(TRAVAIL DEMANDÉ) Les affirmations suivantes concordent-elles avec le compte rendu de concert ? 1. Le concert s'est tenu à la salle Pleyel. 2. La cadence jouée par Maxim Vengerov a été écrite par Brahms. 3. Maxim Vengerov joue un Stradivarius de 1727. Répondez à chacune par oui ou non, en citant mot pour mot les mots décisifs du compte rendu.

(EXTRAIT DU TEXTE)
____

Solaires, jubilatoires, hallucinés

Altamusica.com
Claude Helleu
10/09/2014
Concert de rentrée de l’Orchestre de Paris sous la direction de Paavo Järvi, avec la participation du violoniste Maxim Vengerov à la salle Pleyel, Paris.
 

Après un Concerto pour violon de Brahms au parcours solaire sous l’archet de Maxim Vengerov, Paavo Järvi et l’Orchestre de Paris mettent la musique française à l’honneur avec la Troisième Symphonie d’Albert Roussel et La Valse de Maurice Ravel lors de leur concert de rentrée, des plus brillants, à la salle Pleyel.

Bassons et cordes graves imposent leur sonorité profonde pour accueillir le Stradivarius-Kreutzer 1727 de Maxim Vengerov. En parfait accord avec les pupitres de l’Orchestre de Paris, partageant avec Paavo Järvi à leur tête un engagement tranquille et assuré, le violoniste va irradier leur parcours du Concerto de Brahms.

Aussi sobrement véhémente que méditative, naturellement maîtresse de ses difficultés, son aisance imprègne l’expressivité d’un phrasé qui peu à peu s’enflamme, s’exacerbe en une cadence somptueuse écrite par l’interprète et idéalement conclue dans le retour de l’orchestre sollicité pour un chant fusionnel.

____

(DONNÉES DISPONIBLES)
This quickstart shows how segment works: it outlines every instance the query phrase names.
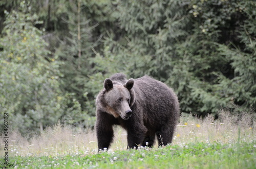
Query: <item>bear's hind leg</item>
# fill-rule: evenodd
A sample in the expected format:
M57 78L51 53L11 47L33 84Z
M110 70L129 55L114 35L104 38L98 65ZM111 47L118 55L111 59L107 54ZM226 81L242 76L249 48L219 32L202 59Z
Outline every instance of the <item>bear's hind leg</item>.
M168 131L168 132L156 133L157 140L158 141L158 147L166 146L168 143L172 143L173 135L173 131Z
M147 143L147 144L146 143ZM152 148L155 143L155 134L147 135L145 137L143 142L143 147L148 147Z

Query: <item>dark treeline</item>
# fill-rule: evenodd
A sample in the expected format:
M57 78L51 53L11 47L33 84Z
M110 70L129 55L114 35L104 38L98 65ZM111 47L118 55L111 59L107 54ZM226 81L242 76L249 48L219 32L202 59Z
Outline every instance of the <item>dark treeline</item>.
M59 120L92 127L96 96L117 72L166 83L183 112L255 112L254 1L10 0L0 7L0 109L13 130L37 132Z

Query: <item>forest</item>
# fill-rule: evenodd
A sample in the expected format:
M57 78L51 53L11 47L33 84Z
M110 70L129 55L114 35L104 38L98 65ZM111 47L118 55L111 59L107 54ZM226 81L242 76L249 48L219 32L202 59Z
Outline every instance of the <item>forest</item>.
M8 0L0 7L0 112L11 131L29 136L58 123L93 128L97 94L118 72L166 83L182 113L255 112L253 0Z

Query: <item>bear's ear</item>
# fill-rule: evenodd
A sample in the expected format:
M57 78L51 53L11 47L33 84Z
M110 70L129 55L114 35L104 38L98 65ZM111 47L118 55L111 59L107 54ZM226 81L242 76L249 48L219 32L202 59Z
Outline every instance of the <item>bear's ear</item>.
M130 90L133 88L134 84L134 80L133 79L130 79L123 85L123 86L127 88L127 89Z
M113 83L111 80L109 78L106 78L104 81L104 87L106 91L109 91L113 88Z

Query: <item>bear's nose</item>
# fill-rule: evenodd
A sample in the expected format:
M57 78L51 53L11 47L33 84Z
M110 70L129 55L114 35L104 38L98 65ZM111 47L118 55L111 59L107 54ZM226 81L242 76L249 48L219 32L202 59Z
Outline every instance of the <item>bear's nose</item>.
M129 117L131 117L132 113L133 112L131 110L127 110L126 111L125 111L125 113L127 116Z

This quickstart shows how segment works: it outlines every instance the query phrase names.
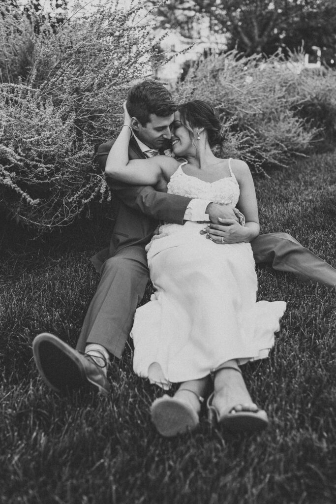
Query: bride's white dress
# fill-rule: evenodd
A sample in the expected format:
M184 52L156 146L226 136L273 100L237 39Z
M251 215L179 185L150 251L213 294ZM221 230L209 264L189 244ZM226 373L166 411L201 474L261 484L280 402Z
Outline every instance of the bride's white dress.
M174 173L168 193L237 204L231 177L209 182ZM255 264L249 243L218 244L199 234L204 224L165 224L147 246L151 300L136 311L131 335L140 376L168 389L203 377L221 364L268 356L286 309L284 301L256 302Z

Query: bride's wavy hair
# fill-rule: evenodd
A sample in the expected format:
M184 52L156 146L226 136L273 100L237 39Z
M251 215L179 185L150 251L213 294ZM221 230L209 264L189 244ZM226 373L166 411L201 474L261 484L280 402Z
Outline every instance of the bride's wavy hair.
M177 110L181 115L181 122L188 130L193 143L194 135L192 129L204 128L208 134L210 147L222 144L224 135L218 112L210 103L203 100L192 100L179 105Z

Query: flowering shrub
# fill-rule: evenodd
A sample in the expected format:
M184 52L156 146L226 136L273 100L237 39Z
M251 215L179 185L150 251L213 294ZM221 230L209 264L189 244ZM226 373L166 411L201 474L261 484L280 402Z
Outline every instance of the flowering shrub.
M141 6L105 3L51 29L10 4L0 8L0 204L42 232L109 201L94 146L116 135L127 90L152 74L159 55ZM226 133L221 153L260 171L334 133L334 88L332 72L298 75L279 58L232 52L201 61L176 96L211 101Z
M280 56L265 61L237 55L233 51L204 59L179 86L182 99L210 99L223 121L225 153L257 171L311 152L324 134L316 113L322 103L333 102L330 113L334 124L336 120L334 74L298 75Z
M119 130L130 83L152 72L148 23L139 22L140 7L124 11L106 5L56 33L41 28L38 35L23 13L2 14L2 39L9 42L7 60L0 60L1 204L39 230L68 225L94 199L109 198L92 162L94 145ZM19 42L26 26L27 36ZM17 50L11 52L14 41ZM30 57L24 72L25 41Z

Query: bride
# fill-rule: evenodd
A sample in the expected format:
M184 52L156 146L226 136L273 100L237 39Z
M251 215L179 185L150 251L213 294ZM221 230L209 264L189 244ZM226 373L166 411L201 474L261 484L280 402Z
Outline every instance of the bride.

____

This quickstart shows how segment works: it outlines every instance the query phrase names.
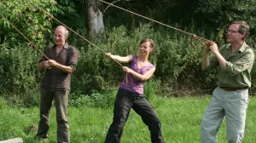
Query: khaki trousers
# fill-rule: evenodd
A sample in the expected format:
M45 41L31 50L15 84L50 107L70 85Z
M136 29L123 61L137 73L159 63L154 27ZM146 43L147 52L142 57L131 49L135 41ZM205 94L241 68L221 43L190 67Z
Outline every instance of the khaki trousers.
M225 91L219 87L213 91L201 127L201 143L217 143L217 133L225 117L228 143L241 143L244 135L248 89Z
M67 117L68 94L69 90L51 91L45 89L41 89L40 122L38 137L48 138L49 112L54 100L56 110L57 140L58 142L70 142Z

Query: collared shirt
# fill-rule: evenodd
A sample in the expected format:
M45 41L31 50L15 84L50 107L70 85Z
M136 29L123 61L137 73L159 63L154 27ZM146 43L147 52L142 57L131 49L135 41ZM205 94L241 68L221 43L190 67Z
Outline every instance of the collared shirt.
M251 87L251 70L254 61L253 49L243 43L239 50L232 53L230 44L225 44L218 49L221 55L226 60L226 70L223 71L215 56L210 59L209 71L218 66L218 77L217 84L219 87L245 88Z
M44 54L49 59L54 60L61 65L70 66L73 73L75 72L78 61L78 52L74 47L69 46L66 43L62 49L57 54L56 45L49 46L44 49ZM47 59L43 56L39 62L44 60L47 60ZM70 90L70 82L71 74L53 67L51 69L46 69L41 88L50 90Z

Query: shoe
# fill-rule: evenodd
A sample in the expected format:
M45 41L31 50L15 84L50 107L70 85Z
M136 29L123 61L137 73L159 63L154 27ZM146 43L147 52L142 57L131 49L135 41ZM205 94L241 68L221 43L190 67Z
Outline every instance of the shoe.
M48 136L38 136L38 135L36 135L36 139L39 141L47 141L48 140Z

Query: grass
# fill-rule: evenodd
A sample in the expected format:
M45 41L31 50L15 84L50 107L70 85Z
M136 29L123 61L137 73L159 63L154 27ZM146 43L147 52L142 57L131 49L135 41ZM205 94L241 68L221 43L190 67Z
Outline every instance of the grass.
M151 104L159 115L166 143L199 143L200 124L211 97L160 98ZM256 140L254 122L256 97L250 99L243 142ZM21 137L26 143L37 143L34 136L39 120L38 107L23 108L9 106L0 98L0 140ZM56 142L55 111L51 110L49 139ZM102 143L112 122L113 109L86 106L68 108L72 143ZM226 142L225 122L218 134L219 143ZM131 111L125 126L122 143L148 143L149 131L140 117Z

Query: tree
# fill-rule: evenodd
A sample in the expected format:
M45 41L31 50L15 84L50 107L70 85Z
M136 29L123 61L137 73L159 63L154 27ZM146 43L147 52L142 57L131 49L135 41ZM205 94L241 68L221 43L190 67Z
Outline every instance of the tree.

____

(CORRIGÉ)
1. Oui : « à la salle Pleyel ».
2. Non : « une cadence somptueuse écrite par l’interprète ».
3. Oui : « le Stradivarius-Kreutzer 1727 de Maxim Vengerov ».